From the Leiria forum thread, copy out the passage starting with "What experiences do" and going on through "with your search.".

*** Selection ***

# Leiria



## callagh (Jan 1, 2014)

Hi!
We are moving to Portugal in August and are renting a house in Peniche while we search for one to buy. We favour Caldas da Rainha, but want some land.
What experiences do others have of living there or in other parts of Leiria?


----------



## DREAMWEAVER1 (May 28, 2013)

Depending on how much land you require,you might be better off looking further inland to Central Leiria,plenty of landed property to choose from,but again it depends on your circumstances,do you require new build,a restoration project,land to build your own property,do you intend to farm the land,so many variables,but one thing is certain,central Portugal is a lot cheaper than coastal Portugal,either way good luck with your search.



David


----------



## callagh (Jan 1, 2014)

Thanks. We are going to investigate the more central parts, but want to be in a community and close to a town.
We want a 'moradia usada' and want enough land for growing veg, chickens and a small pool.
We will buy as soon as we can, but have a rental property while we look.
Jane


----------



## DREAMWEAVER1 (May 28, 2013)

The central Portugal areas will fulfil your requirements with ease,and most areas,have the benefit of a small,but scattered expat population,so not breathing down your neck,but there to assist if required,you can also attend community occasions should you wish,best of both worlds really,we retired here,near Ansiao in 2013,not regretted one minute,one of our best life choices we think,I wish you the same luck with your decision,no matter where you choose.



David


----------

*** Dataset entries ***

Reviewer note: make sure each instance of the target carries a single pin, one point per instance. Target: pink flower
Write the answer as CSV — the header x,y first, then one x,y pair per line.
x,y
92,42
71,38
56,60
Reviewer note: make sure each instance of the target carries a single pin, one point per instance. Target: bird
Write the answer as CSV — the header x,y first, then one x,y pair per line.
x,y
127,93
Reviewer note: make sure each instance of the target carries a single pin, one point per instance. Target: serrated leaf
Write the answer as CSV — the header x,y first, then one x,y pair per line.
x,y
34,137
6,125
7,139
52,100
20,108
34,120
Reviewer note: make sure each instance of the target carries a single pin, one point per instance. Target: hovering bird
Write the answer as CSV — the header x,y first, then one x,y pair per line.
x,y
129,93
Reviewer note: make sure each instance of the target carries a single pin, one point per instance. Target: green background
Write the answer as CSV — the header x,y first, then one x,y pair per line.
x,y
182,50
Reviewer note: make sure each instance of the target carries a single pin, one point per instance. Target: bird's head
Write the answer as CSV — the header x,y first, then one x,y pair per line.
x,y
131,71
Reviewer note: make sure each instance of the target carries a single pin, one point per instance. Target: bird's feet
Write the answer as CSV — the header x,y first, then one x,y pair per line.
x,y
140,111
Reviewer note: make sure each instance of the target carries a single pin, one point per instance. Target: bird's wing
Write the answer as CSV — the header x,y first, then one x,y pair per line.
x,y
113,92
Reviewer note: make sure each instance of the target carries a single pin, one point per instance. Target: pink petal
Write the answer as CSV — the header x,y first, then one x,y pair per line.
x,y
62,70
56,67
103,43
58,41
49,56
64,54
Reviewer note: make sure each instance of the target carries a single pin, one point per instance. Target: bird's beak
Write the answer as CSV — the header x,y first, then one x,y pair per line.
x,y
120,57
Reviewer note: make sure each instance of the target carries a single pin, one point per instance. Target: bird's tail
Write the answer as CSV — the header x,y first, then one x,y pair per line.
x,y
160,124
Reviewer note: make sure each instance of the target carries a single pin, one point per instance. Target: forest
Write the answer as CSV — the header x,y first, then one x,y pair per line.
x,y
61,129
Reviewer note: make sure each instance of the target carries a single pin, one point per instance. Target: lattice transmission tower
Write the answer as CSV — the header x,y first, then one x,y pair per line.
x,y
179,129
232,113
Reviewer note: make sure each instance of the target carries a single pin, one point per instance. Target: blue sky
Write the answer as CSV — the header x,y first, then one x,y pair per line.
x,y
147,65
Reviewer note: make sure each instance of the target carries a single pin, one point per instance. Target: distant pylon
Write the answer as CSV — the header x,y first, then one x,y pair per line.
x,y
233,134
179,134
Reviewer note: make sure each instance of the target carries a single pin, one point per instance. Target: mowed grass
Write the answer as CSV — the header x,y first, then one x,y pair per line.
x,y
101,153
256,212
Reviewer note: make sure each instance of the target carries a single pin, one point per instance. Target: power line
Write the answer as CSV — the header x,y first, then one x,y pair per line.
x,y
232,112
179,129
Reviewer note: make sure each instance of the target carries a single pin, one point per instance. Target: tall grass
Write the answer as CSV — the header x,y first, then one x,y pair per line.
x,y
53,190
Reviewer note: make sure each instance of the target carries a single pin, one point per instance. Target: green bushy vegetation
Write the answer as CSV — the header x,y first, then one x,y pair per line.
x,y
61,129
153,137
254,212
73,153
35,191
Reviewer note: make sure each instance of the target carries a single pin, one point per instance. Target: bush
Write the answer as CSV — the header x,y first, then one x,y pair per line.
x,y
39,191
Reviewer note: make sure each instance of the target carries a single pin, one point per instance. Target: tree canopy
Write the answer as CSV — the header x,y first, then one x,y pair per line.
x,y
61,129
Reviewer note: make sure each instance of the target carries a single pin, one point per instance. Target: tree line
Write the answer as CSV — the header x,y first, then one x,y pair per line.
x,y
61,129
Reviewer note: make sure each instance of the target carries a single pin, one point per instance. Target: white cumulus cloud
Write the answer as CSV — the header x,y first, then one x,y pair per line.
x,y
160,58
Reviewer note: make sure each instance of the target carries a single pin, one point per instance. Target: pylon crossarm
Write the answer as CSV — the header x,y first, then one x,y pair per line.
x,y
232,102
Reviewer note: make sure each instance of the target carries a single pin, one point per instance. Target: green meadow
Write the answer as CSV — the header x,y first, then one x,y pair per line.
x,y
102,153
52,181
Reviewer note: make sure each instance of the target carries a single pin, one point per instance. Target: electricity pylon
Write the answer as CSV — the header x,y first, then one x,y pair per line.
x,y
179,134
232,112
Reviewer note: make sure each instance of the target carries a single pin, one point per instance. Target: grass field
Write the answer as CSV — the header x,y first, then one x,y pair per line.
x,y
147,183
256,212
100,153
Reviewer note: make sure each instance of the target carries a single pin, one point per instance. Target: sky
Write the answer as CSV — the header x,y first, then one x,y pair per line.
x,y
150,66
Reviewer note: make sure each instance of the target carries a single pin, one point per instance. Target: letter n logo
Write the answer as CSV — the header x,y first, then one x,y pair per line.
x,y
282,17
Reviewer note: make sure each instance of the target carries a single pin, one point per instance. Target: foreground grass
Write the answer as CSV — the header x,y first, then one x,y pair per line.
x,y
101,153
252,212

***

§ Output for this task
What experiences do others have of living there or in other parts of Leiria?


----------



## DREAMWEAVER1 (May 28, 2013)

Depending on how much land you require,you might be better off looking further inland to Central Leiria,plenty of landed property to choose from,but again it depends on your circumstances,do you require new build,a restoration project,land to build your own property,do you intend to farm the land,so many variables,but one thing is certain,central Portugal is a lot cheaper than coastal Portugal,either way good luck with your search.